GIVEN TEXT

Balancing competing agendas and leading the charge for change is neither easy
nor neat. Many people wonder why we have to change at all, particularly after
events of the past year. We must remind ourselves that this country has enjoyed
a standard of living that is unparalleled precisely because it has been willing
to take risk, embrace change, and leverage its intellectual assets. It would be
a tragedy to ignore the opportunities created by the advances in technology that
have transformed so many other industries like communications and
transportation. Without a coherent, integrated national energy policy and its
associated legislative and administrative changes, we will disadvantage our
industries, our environment and our constituents. I urge us all to share a sense
of urgency to do what needs to be done to move forward. There are many ways to
address the issues of transforming markets. I will address some of the most
important.
The Public Utility Holding Company Act (PUHCA), enacted
during the Depression, and the Public Utility Regulatory Policies Act
(
PURPA), enacted during the Carter Administration, are
impediments to restructuring that, in my opinion, should be repealed. Among
other things, PUHCA requires that utility holding companies that are required to
register (because they do not meet any one of the exemptions enumerated in the
statute) submit to heavy-handed regulation by the Securities and Exchange
Commission, including seeking permission for many activities that companies
engage in during the ordinary course of their business. PUHCA also subjects
holding companies to requirements that they operate an "integrated" and
contiguous system and does not adequately address the relatively new phenomenon
of "convergence" mergers between gas and electric utilities. While PUHCA was a
necessary reaction to abuses that existed a half-century ago, it has outgrown
its purposes, and equally important, no longer reflects the utility industry of
today, including the rapid rise of non-vertically integrated energy companies.
As just one example of PUHCA's perverse effects, because of the
provisions for foreign utilities, the statute causes foreign companies to buy
here and U.S. companies to invest overseas. Investment decisions should flow
from economics, not from an outdated statute.
PURPA
also needs repeal.
PURPA requires utilities to buy from
alternate energy sources at what are frequently quite high prices.
PURPA was enacted in response to a perceived need to reduce
dependence on oil for electric generation, and it was thought that this kind of
subsidy would help accomplish that result. Now, 22 years later, when a gas-fired
generator can be on- line in less than two years, and many advances are being
made in distributed generation,
PURPA's subsidies for certain
types of generation no longer is rational.
Having stated that I believe
that PUHCA and
PURPA should be repealed, I also believe that we
should listen to the concerns of those, like the rural CO-OPs, who are asking us
to replace the safeguards, however flawed, that these statutes were intended to
provide. It is a change in approach that I have in mind. Instead of relying on
heavy regulation, safeguards should be a product of a market oriented approach.

TO DO
1) According to the energy policy passage, the country's unparalleled standard of living comes from its willingness to do which things? List each one.
2) Extend the energy policy passage, picking up after its final sentence about safeguards coming from a market-oriented approach.

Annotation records

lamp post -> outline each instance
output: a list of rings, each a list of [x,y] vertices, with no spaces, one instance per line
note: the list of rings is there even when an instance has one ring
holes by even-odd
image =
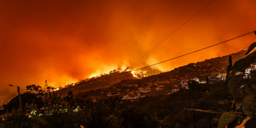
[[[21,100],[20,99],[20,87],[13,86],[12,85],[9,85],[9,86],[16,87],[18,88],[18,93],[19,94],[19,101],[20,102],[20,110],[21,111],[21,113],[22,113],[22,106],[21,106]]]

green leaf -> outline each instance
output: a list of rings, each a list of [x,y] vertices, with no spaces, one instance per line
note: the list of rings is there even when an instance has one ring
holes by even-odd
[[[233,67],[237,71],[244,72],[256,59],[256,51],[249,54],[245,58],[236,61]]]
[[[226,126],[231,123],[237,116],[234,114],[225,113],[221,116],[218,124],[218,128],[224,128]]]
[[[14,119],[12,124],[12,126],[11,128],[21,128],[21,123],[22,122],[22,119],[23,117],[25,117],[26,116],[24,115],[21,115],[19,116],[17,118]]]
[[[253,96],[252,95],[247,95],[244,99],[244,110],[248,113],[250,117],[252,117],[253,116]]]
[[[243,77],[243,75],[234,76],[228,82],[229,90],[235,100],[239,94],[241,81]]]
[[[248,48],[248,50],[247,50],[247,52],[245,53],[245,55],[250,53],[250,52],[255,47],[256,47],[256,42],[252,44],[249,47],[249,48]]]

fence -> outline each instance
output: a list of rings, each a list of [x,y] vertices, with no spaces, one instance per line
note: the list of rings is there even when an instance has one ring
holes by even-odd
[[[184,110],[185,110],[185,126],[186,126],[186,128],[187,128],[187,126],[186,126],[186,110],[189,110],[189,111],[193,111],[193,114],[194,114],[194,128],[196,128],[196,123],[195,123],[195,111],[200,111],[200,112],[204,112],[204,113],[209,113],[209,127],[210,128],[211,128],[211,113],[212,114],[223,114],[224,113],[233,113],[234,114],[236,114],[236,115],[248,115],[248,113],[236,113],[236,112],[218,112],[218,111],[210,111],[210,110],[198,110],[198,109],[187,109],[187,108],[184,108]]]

RESULTS OF THE TASKS
1)
- take risk
- embrace change
- leverage its intellectual assets

2)
We must do everything possible to encourage advances in technologies,
particularly renewables, and investment in infrastructure in order to bring them
to market as quickly and efficiently as possible. We must also do everything
possible to promote transparency and uniform business rules in order to guard
against manipulation. We must do everything possible to enhance our market
monitoring and enforcement capabilities in order to react and remedy any market
abuse. Responses must swift and certain.
There are a number of ways to
accomplish this changed approach. I strongly support legislation affirming the
Commission's authority to require the formation of RTOs and to shape their
configuration according to the characteristics outlined in Order No. 2000.
Large, regional, independent RTOs can improve grid reliability by facilitating
transmission planning across a multi-state region, create better pricing
mechanisms such as eliminating "pancaking", improve efficiency through better
congestion management, and attract investment in infrastructure by facilitating
regional consensus on the need for construction. RTOs play an important role in
assuring reliability. I recognize that markets do have different characteristics
and I do not dismiss those differences. We must work collaboratively with the
stakeholders to determine where those differences are real and where they are
merely the basis for barriers to entry. Ultimately, however, large regional RTOs
must be formed in a timely manner.
I also strongly endorse creating
standardized interconnection rules and uniform business rules. Where rules are
standardized, there is less room for manipulation. I believe that all interstate
transmission facilities should be under one set of open access rules, including
the facilities owned and/or operated by municipals, cooperatives, the Tennessee
Valley Authority, and the federal power market administrations. These entities,
which together control approximately 1/3 of the nation's transmission grid,
currently enjoy non jurisdictional status. Placing all facilities under the same
set of rules will eliminate disparities in treatment that operate as
disincentives to open access, and better ensure seamless electricity markets.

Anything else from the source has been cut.